* [What you have to do] List every possible consequence to a behavior that the passage on conditioning names.

* [Selected passage]
┌────────

There are also ideas of classical and operant conditioning.

Classical conditioning = Classical Conditioning is the type of learning made famous by Pavlov's experiments with dogs. The gist of the experiment is this: Pavlov presented dogs with food, and measured their salivary response (how much they drooled). Then he began ringing a bell just before presenting the food. At first, the dogs did not begin salivating until the food was presented. After a while, however, the dogs began to salivate when the sound of the bell was presented. They learned to associate the sound of the bell with the presentation of the food. As far as their immediate physiological responses were concerned, the sound of the bell became equivalent to the presentation of the food.

Classical conditioning forms an association between two stimuli.

Operant conditioning = Operant conditioning forms an association between a behavior and a consequence. (It is also called response-stimulus or RS conditioning because it forms an association between the animal's response [behavior] and the stimulus that follows [consequence])

Four Possible Consequences

There are four possible consequences to any behavior. They are:

Something Good can start or be presented;
Something Good can end or be taken away;
Something Bad can start or be presented;
Something Bad can end or be taken away.

└────────

* [Dataset entries]
┌────────

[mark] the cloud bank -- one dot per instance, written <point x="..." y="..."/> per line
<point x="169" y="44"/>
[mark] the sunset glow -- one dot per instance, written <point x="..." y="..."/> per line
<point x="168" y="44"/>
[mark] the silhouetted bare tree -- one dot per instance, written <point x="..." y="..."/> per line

└────────
┌────────

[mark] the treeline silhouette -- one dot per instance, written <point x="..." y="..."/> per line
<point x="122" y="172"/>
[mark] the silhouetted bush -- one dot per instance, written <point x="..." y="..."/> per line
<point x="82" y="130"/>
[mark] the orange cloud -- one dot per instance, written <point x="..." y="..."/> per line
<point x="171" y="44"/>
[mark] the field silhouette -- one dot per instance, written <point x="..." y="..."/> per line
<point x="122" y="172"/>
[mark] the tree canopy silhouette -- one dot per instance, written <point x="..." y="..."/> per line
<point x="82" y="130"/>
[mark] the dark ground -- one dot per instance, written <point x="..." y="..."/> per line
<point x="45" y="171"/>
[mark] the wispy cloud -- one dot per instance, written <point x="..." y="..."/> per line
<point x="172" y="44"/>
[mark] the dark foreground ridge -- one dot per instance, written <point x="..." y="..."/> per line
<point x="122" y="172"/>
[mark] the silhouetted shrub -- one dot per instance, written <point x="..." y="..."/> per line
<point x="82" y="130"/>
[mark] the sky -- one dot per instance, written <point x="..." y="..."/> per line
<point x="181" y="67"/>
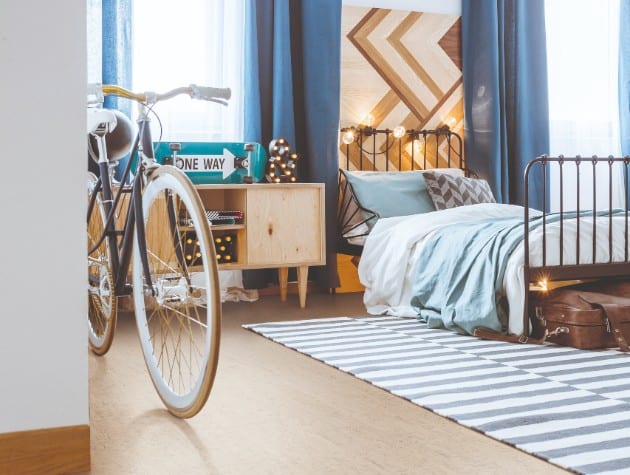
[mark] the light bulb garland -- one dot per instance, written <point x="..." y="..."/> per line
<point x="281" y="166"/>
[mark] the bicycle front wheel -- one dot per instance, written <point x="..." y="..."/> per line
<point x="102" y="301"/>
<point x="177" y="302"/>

└────────

* [Result of this exercise]
- Something Good can start or be presented
- Something Good can end or be taken away
- Something Bad can start or be presented
- Something Bad can end or be taken away